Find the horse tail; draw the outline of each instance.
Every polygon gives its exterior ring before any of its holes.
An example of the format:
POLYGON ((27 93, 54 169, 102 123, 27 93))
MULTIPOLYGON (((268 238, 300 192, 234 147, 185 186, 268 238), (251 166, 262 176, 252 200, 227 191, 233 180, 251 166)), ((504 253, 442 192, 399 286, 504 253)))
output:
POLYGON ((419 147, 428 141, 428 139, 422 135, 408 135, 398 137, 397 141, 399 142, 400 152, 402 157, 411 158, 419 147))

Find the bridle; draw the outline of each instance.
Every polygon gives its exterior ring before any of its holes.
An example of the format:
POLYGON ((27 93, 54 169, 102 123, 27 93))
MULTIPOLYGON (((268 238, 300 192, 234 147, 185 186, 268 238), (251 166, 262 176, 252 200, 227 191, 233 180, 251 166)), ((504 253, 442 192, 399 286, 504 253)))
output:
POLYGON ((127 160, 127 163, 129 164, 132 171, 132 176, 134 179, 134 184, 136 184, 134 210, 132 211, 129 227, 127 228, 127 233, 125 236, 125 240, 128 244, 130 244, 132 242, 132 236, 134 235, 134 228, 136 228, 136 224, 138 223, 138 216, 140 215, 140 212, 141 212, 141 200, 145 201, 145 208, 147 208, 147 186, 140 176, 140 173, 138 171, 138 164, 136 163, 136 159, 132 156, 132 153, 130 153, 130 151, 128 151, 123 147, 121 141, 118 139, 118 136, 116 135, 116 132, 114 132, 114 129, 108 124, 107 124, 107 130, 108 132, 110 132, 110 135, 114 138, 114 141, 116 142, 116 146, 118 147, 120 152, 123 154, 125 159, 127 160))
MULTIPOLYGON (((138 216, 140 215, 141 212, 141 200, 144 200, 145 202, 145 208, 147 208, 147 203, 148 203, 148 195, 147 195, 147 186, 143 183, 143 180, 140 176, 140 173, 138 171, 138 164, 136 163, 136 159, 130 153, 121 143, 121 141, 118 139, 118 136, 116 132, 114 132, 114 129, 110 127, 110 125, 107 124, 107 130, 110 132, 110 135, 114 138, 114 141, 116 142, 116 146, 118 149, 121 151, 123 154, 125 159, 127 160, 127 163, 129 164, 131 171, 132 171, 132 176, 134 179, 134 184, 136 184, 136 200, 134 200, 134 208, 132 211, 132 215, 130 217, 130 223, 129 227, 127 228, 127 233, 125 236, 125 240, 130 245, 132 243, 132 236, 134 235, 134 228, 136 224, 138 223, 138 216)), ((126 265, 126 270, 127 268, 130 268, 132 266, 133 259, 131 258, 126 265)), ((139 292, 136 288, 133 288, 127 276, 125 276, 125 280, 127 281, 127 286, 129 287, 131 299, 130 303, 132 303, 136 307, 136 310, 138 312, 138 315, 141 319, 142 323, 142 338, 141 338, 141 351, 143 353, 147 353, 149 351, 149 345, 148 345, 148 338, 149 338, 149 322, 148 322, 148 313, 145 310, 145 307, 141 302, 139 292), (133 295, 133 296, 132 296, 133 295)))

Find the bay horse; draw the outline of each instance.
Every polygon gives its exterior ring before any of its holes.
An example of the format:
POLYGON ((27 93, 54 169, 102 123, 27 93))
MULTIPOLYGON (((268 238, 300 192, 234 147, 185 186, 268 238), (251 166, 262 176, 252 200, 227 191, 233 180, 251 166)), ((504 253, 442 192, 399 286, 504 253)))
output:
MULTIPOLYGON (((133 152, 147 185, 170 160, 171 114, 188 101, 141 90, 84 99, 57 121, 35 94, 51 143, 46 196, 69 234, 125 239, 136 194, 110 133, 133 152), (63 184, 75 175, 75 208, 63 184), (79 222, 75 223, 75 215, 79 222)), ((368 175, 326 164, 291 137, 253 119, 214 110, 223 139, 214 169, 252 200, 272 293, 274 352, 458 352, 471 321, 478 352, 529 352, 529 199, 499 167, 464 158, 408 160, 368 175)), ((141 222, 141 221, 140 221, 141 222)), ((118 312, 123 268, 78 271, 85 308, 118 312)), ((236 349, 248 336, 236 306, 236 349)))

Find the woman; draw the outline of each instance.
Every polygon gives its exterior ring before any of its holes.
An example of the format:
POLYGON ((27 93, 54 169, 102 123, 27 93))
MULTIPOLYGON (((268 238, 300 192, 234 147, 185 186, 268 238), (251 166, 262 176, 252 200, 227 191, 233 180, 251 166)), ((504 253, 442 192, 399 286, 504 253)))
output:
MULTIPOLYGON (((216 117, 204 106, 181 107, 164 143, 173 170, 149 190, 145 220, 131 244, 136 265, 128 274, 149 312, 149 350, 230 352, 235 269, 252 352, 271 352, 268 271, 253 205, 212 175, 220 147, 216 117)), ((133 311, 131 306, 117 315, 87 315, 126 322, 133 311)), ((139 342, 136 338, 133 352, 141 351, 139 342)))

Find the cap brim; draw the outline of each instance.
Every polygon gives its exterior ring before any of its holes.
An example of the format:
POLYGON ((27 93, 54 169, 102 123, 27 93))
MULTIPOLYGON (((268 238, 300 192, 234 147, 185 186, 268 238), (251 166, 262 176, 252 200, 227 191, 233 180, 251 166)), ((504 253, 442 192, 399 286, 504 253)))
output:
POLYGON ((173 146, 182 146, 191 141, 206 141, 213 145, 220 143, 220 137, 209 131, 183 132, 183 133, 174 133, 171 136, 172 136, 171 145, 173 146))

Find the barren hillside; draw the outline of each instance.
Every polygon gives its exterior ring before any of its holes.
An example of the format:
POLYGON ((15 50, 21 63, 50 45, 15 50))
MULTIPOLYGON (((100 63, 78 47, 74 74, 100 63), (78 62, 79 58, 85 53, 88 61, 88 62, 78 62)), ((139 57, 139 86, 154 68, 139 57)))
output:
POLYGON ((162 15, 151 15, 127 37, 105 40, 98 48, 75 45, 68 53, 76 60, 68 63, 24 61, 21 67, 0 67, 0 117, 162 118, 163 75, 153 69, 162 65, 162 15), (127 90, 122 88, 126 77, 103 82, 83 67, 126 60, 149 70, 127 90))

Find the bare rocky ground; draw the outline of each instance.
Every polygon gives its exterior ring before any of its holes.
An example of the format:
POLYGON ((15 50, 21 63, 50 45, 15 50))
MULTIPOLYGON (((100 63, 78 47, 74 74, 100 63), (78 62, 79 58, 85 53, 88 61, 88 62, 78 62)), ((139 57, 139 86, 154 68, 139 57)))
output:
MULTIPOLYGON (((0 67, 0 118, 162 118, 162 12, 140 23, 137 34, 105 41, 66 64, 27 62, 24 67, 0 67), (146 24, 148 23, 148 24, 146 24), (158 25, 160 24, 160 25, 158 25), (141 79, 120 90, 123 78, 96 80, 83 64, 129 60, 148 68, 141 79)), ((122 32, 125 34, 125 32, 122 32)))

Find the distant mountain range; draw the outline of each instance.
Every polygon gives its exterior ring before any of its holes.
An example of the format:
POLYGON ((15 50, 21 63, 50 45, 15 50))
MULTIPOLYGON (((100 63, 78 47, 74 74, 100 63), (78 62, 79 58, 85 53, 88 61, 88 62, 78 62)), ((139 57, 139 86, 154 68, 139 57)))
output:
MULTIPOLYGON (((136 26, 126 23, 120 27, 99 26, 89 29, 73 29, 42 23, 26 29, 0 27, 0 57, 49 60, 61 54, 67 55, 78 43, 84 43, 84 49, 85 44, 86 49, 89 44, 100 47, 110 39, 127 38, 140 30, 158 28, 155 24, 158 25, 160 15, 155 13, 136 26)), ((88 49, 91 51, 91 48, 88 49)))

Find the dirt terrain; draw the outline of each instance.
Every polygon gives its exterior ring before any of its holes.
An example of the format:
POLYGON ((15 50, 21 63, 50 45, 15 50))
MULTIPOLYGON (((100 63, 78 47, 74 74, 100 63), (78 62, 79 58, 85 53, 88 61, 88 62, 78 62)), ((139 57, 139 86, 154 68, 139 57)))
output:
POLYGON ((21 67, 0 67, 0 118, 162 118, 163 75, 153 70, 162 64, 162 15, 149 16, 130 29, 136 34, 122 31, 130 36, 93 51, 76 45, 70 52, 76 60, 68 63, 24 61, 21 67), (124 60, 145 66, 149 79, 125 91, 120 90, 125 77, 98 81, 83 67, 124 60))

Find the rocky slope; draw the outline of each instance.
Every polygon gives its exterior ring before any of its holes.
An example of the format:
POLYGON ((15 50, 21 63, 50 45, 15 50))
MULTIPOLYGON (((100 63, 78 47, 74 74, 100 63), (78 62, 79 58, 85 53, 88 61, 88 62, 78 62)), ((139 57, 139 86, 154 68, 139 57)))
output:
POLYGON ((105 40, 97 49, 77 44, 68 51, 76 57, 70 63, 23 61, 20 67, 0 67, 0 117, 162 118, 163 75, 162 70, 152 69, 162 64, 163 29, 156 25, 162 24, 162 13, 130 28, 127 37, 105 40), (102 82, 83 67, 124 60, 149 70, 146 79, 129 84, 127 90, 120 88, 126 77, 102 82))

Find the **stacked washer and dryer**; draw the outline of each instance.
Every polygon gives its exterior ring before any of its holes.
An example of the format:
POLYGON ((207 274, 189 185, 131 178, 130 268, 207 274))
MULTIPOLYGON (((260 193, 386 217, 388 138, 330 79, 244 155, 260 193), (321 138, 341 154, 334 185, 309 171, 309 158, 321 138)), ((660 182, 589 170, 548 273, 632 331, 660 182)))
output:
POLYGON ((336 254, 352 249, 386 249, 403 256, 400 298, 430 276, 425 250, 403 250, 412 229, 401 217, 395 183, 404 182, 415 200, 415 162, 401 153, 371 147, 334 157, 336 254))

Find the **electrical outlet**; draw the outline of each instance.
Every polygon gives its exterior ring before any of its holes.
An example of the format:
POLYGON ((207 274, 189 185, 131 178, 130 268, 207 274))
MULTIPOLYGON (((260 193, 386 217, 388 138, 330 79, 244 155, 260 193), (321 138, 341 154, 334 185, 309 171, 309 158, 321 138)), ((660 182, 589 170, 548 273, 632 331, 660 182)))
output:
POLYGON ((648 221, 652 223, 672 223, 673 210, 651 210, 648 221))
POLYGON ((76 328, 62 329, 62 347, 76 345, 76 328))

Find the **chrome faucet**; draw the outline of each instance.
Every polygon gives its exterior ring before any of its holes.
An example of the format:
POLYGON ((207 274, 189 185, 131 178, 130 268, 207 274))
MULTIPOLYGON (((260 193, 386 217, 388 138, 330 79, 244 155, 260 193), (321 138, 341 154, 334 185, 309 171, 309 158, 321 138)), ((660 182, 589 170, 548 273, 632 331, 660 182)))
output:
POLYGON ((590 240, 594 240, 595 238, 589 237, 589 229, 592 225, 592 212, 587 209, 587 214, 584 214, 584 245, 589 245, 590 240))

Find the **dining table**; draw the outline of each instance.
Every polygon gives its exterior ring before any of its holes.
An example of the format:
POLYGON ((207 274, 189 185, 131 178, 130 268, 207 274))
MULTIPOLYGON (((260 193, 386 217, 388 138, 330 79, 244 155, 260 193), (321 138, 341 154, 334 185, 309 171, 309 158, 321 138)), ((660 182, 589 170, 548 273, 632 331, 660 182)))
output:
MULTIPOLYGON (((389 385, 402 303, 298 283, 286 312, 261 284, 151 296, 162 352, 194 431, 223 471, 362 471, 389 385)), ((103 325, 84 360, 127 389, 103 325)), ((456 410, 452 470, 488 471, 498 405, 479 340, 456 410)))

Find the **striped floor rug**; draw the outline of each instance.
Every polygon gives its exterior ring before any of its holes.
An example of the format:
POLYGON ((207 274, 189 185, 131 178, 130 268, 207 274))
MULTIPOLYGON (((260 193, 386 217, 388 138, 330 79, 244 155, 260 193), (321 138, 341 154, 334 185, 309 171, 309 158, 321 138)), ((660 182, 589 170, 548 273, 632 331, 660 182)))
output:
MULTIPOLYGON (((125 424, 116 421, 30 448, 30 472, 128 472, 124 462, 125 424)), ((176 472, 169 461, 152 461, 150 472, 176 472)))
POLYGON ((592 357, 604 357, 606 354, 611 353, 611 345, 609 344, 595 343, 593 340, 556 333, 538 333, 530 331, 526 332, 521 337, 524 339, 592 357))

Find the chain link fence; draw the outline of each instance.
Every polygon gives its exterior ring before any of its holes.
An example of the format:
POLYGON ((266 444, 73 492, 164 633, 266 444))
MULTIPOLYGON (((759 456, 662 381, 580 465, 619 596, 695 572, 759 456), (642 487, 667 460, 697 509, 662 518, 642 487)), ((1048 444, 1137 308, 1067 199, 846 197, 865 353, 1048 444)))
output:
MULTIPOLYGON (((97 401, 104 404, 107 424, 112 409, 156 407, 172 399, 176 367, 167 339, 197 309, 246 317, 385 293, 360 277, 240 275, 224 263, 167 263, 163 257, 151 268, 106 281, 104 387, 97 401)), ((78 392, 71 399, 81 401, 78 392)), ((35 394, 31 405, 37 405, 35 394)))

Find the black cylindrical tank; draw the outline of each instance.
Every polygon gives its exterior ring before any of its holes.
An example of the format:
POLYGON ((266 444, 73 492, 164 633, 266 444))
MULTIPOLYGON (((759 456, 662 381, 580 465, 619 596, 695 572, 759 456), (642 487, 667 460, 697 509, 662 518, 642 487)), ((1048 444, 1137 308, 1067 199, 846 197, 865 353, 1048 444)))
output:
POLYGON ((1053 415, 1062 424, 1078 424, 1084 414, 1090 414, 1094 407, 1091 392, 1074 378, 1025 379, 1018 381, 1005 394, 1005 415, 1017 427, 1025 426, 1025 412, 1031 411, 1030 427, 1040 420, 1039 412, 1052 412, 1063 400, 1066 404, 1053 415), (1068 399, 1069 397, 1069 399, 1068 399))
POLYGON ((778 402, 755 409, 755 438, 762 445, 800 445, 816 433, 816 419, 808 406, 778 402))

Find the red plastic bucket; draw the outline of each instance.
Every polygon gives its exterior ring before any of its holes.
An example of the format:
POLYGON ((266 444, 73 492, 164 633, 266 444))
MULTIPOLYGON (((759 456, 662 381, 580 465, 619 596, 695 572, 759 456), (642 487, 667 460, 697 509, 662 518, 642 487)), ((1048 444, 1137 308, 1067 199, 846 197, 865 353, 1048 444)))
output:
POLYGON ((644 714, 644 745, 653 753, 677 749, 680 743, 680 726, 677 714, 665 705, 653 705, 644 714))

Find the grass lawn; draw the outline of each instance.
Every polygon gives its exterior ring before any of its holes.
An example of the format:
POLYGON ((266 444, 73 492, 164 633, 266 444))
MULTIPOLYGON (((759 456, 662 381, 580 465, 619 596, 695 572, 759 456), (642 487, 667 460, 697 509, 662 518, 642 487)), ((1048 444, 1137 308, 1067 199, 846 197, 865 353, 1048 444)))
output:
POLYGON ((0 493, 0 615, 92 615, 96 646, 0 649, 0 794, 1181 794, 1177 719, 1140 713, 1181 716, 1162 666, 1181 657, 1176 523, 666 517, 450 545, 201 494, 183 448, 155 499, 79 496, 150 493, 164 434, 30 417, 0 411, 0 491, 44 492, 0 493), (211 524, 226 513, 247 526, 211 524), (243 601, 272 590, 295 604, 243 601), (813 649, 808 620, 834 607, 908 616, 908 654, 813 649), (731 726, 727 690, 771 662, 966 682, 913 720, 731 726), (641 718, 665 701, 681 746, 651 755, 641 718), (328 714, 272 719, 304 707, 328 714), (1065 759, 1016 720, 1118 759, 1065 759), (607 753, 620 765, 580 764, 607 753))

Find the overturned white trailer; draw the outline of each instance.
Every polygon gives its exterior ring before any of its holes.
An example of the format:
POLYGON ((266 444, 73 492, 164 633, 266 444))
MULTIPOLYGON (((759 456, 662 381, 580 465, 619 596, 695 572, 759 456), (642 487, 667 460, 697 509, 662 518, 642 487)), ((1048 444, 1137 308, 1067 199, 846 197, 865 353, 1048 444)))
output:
- - - -
**Aim**
Print the records word for word, from the first line up to and including the line that contains "POLYGON ((419 147, 428".

**Answer to this problem**
Find the horse tail; draw the outline of each instance.
Every polygon gives its exterior ring before any of its holes.
An example of the format:
POLYGON ((27 93, 54 169, 102 123, 27 93))
MULTIPOLYGON (((268 238, 300 192, 234 147, 185 186, 268 238), (251 166, 262 176, 252 200, 227 191, 233 180, 251 166)), ((504 253, 442 192, 399 286, 504 253)))
output:
POLYGON ((419 147, 428 141, 428 139, 422 135, 408 135, 398 137, 397 141, 399 142, 400 152, 402 157, 411 158, 419 147))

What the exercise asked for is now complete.